● TO-DO LIST:
- A) Answer the following about the thread on mutual information and chi square below, one line per answer, marked (i), (ii), (iii):
(i) What mutual information score did the asker obtain for the two features?
(ii) What observed frequency is given for N10?
(iii) According to the answer, how are MI and Pearson's Large Sample Statistic related under the usual conditions concerning sample size?
- B) Reproduce the stretch of the thread on mutual information and chi square from "E01 = N*((N01+N11)/N)*((N01+N00)/N)" through "the expected frequencies.", word for word.
- C) Carry on the thread on mutual information and chi square from the point where it stops.

● PAGE TEXT:
Mutual Information and Chi Square relationship

Question

I've used the following code to compute the Mutual Information and Chi Square values for feature selection in Sentiment Analysis.

MI = (N11/N)*math.log((N*N11)/((N11+N10)*(N11+N01)),2) + (N01/N)*math.log((N*N01)/((N01+N00)*(N11+N01)),2) + (N10/N)*math.log((N*N10)/((N10+N11)*(N00+N10)),2) + (N00/N)*math.log((N*N00)/((N10+N00)*(N01+N00)),2)

where N11,N01,N10 and N00 are the observed frequencies of the two features in my data set.

NOTE : I am trying to calculate the mutual information and Chi Squared values between 2 features and not the mutual information between a particular feature and a class. I'm doing this so I'll know if the two features are related in any way.

The Chi Squared formula I've used is :

E00 = N*((N00+N10)/N)*((N00+N01)/N)
E01 = N*((N01+N11)/N)*((N01+N00)/N)
E10 = N*((N10+N11)/N)*((N10+N00)/N)
E11 = N*((N11+N10)/N)*((N11+N01)/N)

chi = ((N11-E11)**2)/E11 + ((N00-E00)**2)/E00 + ((N01-E01)**2)/E01 + ((N10-E10)**2)/E10  

Where E00,E01,E10,E11 are the expected frequencies.

By the definition of Mutual Information, a low value should mean that one feature does not give me information about the other and by the definition of Chi Square, a low value of Chi Square means that the two features must be independent.

But for a certain two features, i got a Mutual information score of 0.00416 and a Chi Square value of 4373.9. This doesn't make sense to me since the Mutual information score indicates the features aren't closely related but the Chi Square value seems to be high enough to indicate they aren't independent either. I think I'm going wrong with my interpretation

The values I got for the observed frequencies are

N00 = 312412
N01 = 276116
N10 = 51120
N11 = 68846

Answer 1

MI and Pearson's Large Sample Statistic are, under the usual conditions concerning sample size, directly proportional. This is quite well known. S proof is given here.

● SUPPLIED MATERIAL:
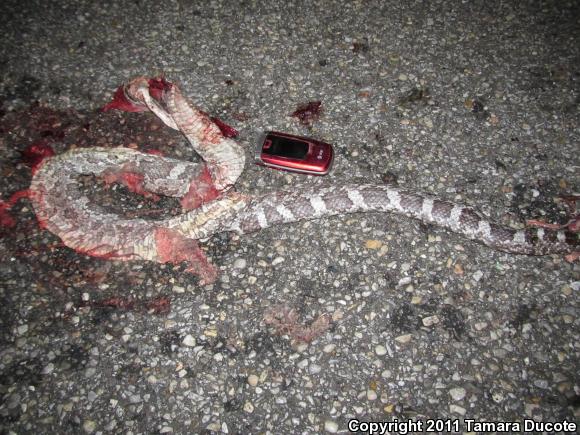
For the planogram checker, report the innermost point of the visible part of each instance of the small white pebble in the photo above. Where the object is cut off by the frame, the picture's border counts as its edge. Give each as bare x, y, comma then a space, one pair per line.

● OUTPUTS BY TASK:
- A)
(i) 0.00416
(ii) 51120
(iii) They are directly proportional.

- B)
E01 = N*((N01+N11)/N)*((N01+N00)/N)
E10 = N*((N10+N11)/N)*((N10+N00)/N)
E11 = N*((N11+N10)/N)*((N11+N01)/N)

chi = ((N11-E11)**2)/E11 + ((N00-E00)**2)/E00 + ((N01-E01)**2)/E01 + ((N10-E10)**2)/E10  

Where E00,E01,E10,E11 are the expected frequencies.

- C)
Morris, A.C. (2002) "An information theoretic measure of sequence recognition performance". Can be downloaded from this page.

https://sites.google.com/site/andrewcameronmorris/Home/publications

Therefore, unless there is some mistake in your calculations, if one is high/low the other must be high/low.

Answer 2

The chi-squared independence test is examining raw counts while the mutual information score is examining only marginal and joint probability distributions. Hence, chi-squared also takes into account the sample size.

If the dependence between x and y is very subtle, then knowing one won't help very much in terms of predicting the other. However, as the size of the dataset increases we can become increasingly confident that some relationship exists.

Answer 3

You can try https://github.com/ranmoshe/Inference - it calculates both MI, and the p-value statistic using chi-square.

It also knows to calculate the degrees of freedom for each feature, including taking into account a conditional group (where the dof for a feature may be different between different values)